Zu prüfen ist sodann der Ausschlussgrund von Art. 13 Abs. 2 HKÜ, welcher das
Thema der Beschwerde bildet.

5.1. Gemäss Art. 13 Abs. 2 HKÜ kann von einer Rückführung abgesehen werden,
wenn festgestellt wird, dass sich das Kind der Rückgabe widersetzt und es ein
Alter und eine Reife erreicht hat, die eine Berücksichtigung seiner Meinung als
angebracht erscheinen lassen.

 Das HKÜ legt kein bestimmtes Alter fest, ab wann ein Widersetzen des Kindes
berücksichtigt werden kann. In der Lehre werden Mindestalter zwischen 10 und 14
Jahren postuliert (für Nachweise vgl. BGE 131 III 334 E. 5.2 S. 340; 133 III
146 E. 2.3 S. 148 f.). Nach der bundesgerichtlichen Rechtsprechung ist die
erforderliche Reife im Sinn von Art. 13 Abs. 2 HKÜ erreicht, wenn das Kind zu
autonomer Willensbildung fähig ist, d.h. wenn es seine eigene Situation zu
erkennen und trotz der äusseren Einflüsse eine eigene Meinung zu bilden vermag
(BGE 131 III 334 E. 5.1 S. 340) und wenn es den Sinn und die Problematik des
anstehenden Rückführungsentscheides verstehen kann; dies heisst, dass es
insbesondere erkennen können muss, dass es nicht um die Sorgerechtsregelung,
sondern vorerst nur um die Wiederherstellung des aufenthaltsrechtlichen Status
quo ante geht und alsdann im Herkunftsstaat über die materiellen Fragen
entschieden wird (BGE 133 III 146 E. 2.4 S. 149 f.). Gestützt auf die
einschlägige kinderpsychologische Literatur geht die bundesgerichtliche
Rechtsprechung davon aus, dass die erwähnten Voraussetzungen in der Regel ab
ungefähr elf bis zwölf Jahren gegeben sind (BGE 133 III 146 E. 2.4 S. 150).

- VERFÜGBARE DATEN:

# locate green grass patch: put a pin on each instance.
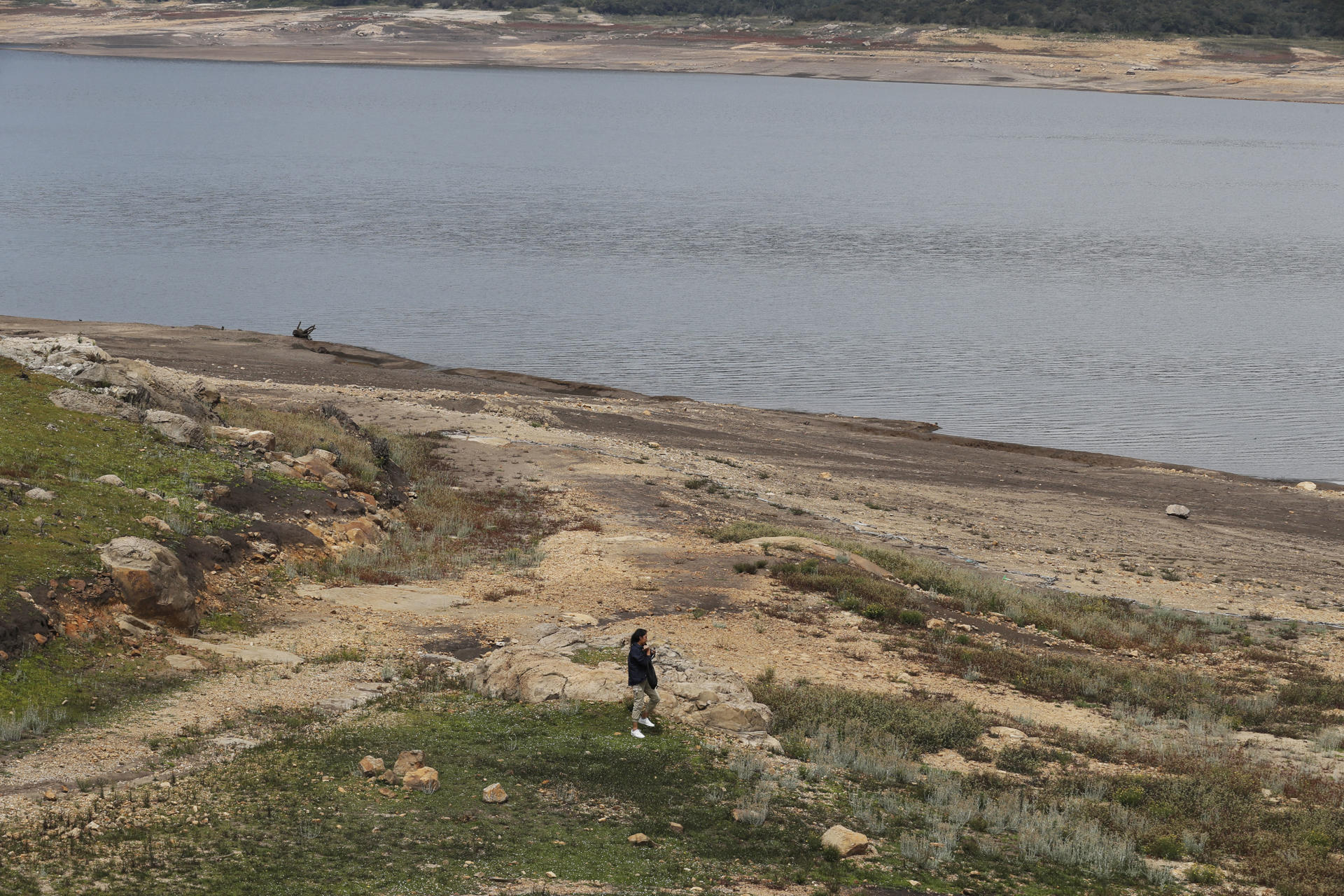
(71, 681)
(921, 724)
(64, 451)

- AUFGABE A: Schreiben Sie aus dem Textauszug die Passage von "Zu prüfen ist" bis "angebracht erscheinen lassen." wortgetreu ab.
- AUFGABE B:
Beantworten Sie anhand des Textauszugs folgende Fragen:
(i) Welche Mindestalter werden in der Lehre postuliert?
(ii) Legt das HKÜ ein bestimmtes Alter fest, ab dem ein Widersetzen des Kindes berücksichtigt werden kann?
(iii) Ab welchem Alter sind die Voraussetzungen nach der bundesgerichtlichen Rechtsprechung in der Regel gegeben?
- AUFGABE C: Übersetzen Sie den folgenden Satz aus dem Textauszug ins Englische: "Das HKÜ legt kein bestimmtes Alter fest, ab wann ein Widersetzen des Kindes berücksichtigt werden kann."

- MUSTERLÖSUNG A:
Zu prüfen ist sodann der Ausschlussgrund von Art. 13 Abs. 2 HKÜ, welcher das
Thema der Beschwerde bildet.

5.1. Gemäss Art. 13 Abs. 2 HKÜ kann von einer Rückführung abgesehen werden,
wenn festgestellt wird, dass sich das Kind der Rückgabe widersetzt und es ein
Alter und eine Reife erreicht hat, die eine Berücksichtigung seiner Meinung als
angebracht erscheinen lassen.

- MUSTERLÖSUNG B:
(i) Mindestalter zwischen 10 und 14 Jahren.
(ii) Nein, das HKÜ legt kein bestimmtes Alter fest.
(iii) In der Regel ab ungefähr elf bis zwölf Jahren.

- MUSTERLÖSUNG C: The HKÜ does not set a specific age from which a child's objection can be taken into account.